◆ **Problem to solve**: Copy out each line of the material below in which the string "windshield" appears.

Data items:
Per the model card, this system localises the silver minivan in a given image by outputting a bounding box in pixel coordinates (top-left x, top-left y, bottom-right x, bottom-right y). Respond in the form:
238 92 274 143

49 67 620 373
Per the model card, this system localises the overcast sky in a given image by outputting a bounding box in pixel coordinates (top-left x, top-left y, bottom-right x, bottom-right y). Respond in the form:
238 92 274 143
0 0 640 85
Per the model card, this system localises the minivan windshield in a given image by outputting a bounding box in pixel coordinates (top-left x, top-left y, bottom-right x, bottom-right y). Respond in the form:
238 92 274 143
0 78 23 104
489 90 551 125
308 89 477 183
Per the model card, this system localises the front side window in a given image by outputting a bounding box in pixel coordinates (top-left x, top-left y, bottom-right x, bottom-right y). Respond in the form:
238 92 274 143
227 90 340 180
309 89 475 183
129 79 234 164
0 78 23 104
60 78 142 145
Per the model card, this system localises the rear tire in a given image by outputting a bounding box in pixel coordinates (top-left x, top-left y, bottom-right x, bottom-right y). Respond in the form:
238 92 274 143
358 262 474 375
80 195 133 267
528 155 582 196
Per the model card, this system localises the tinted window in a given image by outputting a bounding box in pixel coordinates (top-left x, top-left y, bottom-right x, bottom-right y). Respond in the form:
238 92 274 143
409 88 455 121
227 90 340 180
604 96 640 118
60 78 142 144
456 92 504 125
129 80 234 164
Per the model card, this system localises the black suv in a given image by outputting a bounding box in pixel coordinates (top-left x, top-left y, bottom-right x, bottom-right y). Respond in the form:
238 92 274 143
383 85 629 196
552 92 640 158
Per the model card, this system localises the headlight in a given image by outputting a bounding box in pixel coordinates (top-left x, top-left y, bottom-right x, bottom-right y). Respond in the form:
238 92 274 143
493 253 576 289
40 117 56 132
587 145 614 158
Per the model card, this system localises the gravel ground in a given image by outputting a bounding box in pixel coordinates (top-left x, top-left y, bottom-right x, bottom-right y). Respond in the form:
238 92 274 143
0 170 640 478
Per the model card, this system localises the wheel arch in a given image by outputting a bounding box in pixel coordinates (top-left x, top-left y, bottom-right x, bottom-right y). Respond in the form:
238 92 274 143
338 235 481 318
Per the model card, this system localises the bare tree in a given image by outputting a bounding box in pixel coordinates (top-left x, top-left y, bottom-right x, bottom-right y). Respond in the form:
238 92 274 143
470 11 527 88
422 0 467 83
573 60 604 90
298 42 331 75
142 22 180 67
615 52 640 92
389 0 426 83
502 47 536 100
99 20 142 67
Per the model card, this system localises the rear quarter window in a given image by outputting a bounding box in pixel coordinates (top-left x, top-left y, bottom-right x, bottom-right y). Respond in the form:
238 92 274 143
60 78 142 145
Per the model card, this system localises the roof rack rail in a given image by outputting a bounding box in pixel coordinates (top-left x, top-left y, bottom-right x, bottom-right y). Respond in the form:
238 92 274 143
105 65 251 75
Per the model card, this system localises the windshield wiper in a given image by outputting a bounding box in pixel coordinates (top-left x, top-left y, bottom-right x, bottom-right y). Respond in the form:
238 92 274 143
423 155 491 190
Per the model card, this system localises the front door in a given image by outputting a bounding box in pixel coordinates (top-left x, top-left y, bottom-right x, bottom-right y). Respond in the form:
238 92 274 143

◆ **Output of the exercise**:
Per the model card, this system localises the minivan windshield in a given image by outputting a bounding box in pixel coordinates (top-left x, top-left y, bottom-right x, bottom-right y). Respond in the form:
Per the model card, this system localises the windshield wiper in a given image by outputting a bounding box in pixel coordinates (top-left x, top-left y, bottom-right x, bottom-right y). Respond in the form:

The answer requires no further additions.